### What the task asks
Render every line of the material below as a Markdown table with the columns "Row" and "Line." Number the rows in order, skip blank lines, and leave the pictures out of the answer.

## Begin Given records

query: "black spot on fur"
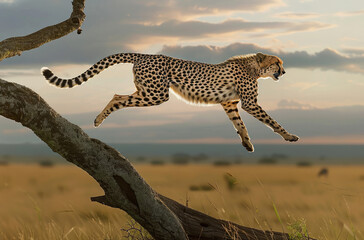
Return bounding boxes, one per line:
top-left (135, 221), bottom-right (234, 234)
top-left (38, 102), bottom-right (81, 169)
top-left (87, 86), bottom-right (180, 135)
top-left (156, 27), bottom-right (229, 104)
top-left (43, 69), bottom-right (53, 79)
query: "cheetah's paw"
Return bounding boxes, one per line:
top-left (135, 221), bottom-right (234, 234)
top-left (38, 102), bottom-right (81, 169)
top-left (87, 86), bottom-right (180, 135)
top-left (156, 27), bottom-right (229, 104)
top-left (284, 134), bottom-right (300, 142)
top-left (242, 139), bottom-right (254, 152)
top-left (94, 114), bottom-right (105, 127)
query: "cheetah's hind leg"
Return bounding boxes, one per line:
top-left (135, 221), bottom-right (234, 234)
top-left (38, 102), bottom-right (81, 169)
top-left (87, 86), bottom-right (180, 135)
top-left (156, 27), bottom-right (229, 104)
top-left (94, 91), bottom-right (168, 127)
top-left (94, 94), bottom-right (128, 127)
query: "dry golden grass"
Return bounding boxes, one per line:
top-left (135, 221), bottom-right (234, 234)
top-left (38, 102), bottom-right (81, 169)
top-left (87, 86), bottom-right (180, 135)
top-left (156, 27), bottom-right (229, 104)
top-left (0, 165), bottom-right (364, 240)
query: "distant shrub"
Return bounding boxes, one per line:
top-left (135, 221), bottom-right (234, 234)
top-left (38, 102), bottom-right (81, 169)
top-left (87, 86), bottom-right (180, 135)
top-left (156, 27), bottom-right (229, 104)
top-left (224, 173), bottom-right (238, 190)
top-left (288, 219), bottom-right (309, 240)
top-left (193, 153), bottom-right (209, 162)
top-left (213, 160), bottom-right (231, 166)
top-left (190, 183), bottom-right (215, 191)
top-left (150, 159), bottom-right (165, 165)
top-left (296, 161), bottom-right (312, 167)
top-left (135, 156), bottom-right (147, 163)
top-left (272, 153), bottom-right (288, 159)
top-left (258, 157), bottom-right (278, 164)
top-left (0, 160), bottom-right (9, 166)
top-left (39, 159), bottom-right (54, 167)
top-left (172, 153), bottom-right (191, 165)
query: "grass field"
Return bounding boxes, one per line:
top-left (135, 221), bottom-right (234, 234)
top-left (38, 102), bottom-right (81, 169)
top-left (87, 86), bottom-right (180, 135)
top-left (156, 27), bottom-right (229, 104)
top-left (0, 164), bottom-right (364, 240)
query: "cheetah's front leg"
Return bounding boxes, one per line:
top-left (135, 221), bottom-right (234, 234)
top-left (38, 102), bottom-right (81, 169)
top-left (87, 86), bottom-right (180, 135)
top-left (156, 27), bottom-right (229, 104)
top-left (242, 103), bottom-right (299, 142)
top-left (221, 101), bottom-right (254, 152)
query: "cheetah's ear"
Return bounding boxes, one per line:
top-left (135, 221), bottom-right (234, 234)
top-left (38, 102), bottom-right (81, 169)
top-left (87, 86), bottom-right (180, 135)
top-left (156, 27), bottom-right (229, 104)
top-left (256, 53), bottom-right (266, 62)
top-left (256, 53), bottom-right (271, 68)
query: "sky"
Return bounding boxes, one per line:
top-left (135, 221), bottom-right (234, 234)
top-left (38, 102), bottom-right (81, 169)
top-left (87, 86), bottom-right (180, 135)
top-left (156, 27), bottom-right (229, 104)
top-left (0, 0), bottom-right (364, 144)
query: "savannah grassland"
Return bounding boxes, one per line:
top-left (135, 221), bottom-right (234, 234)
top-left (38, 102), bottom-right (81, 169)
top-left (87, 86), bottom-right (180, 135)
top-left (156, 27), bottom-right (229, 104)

## End Given records

### The reply
| Row | Line |
|---|---|
| 1 | query: "black spot on fur" |
| 2 | Return bounding boxes, one per line: |
| 3 | top-left (135, 221), bottom-right (234, 234) |
| 4 | top-left (38, 102), bottom-right (81, 169) |
| 5 | top-left (87, 86), bottom-right (180, 135) |
| 6 | top-left (156, 27), bottom-right (229, 104) |
| 7 | top-left (43, 69), bottom-right (53, 79) |
| 8 | query: "cheetah's paw" |
| 9 | Return bounding boxes, one per line: |
| 10 | top-left (135, 221), bottom-right (234, 234) |
| 11 | top-left (38, 102), bottom-right (81, 169) |
| 12 | top-left (87, 86), bottom-right (180, 135) |
| 13 | top-left (156, 27), bottom-right (229, 104) |
| 14 | top-left (284, 134), bottom-right (300, 142) |
| 15 | top-left (242, 139), bottom-right (254, 152) |
| 16 | top-left (94, 114), bottom-right (105, 127) |
| 17 | query: "cheetah's hind leg" |
| 18 | Return bounding boxes, one per line: |
| 19 | top-left (135, 221), bottom-right (234, 234) |
| 20 | top-left (38, 102), bottom-right (81, 169) |
| 21 | top-left (87, 86), bottom-right (180, 135) |
| 22 | top-left (156, 27), bottom-right (229, 104) |
| 23 | top-left (94, 91), bottom-right (168, 127) |
| 24 | top-left (94, 94), bottom-right (128, 127) |
| 25 | query: "dry golden grass" |
| 26 | Return bounding boxes, one per line: |
| 27 | top-left (135, 221), bottom-right (234, 234) |
| 28 | top-left (38, 102), bottom-right (81, 169) |
| 29 | top-left (87, 86), bottom-right (180, 135) |
| 30 | top-left (156, 27), bottom-right (229, 104) |
| 31 | top-left (0, 165), bottom-right (364, 240) |
| 32 | query: "distant shrub" |
| 33 | Return bounding boxes, one per line: |
| 34 | top-left (135, 221), bottom-right (234, 234) |
| 35 | top-left (38, 102), bottom-right (81, 169) |
| 36 | top-left (87, 86), bottom-right (180, 135) |
| 37 | top-left (156, 27), bottom-right (229, 104) |
| 38 | top-left (224, 173), bottom-right (238, 190) |
| 39 | top-left (288, 219), bottom-right (309, 240) |
| 40 | top-left (193, 153), bottom-right (209, 162) |
| 41 | top-left (213, 160), bottom-right (231, 166) |
| 42 | top-left (190, 183), bottom-right (215, 191) |
| 43 | top-left (150, 159), bottom-right (165, 165) |
| 44 | top-left (296, 161), bottom-right (312, 167) |
| 45 | top-left (135, 156), bottom-right (147, 163) |
| 46 | top-left (272, 153), bottom-right (288, 159) |
| 47 | top-left (258, 157), bottom-right (278, 164) |
| 48 | top-left (0, 160), bottom-right (9, 166) |
| 49 | top-left (39, 159), bottom-right (54, 167) |
| 50 | top-left (172, 153), bottom-right (191, 165) |
| 51 | query: "grass field" |
| 52 | Return bounding boxes, one per line: |
| 53 | top-left (135, 221), bottom-right (234, 234) |
| 54 | top-left (38, 102), bottom-right (81, 169) |
| 55 | top-left (87, 86), bottom-right (180, 135) |
| 56 | top-left (156, 27), bottom-right (229, 104) |
| 57 | top-left (0, 164), bottom-right (364, 240) |
| 58 | query: "cheetah's front leg" |
| 59 | Return bounding boxes, one per line: |
| 60 | top-left (135, 221), bottom-right (234, 234) |
| 61 | top-left (38, 102), bottom-right (81, 169) |
| 62 | top-left (87, 86), bottom-right (180, 135) |
| 63 | top-left (156, 27), bottom-right (229, 104) |
| 64 | top-left (242, 103), bottom-right (299, 142) |
| 65 | top-left (221, 101), bottom-right (254, 152) |
| 66 | query: "cheetah's ear" |
| 67 | Return bounding boxes, one per line: |
| 68 | top-left (135, 221), bottom-right (234, 234) |
| 69 | top-left (38, 102), bottom-right (81, 169) |
| 70 | top-left (87, 86), bottom-right (180, 135) |
| 71 | top-left (156, 27), bottom-right (229, 104) |
| 72 | top-left (256, 53), bottom-right (266, 62) |
| 73 | top-left (256, 53), bottom-right (271, 68) |
| 74 | query: "sky" |
| 75 | Return bounding boxes, one per line: |
| 76 | top-left (135, 221), bottom-right (234, 234) |
| 77 | top-left (38, 102), bottom-right (81, 169) |
| 78 | top-left (87, 86), bottom-right (180, 135) |
| 79 | top-left (156, 27), bottom-right (229, 104) |
| 80 | top-left (0, 0), bottom-right (364, 144) |
| 81 | query: "savannah grassland" |
| 82 | Return bounding boxes, one per line: |
| 83 | top-left (135, 221), bottom-right (234, 234) |
| 84 | top-left (38, 102), bottom-right (81, 169) |
| 85 | top-left (87, 86), bottom-right (180, 135) |
| 86 | top-left (156, 27), bottom-right (229, 104) |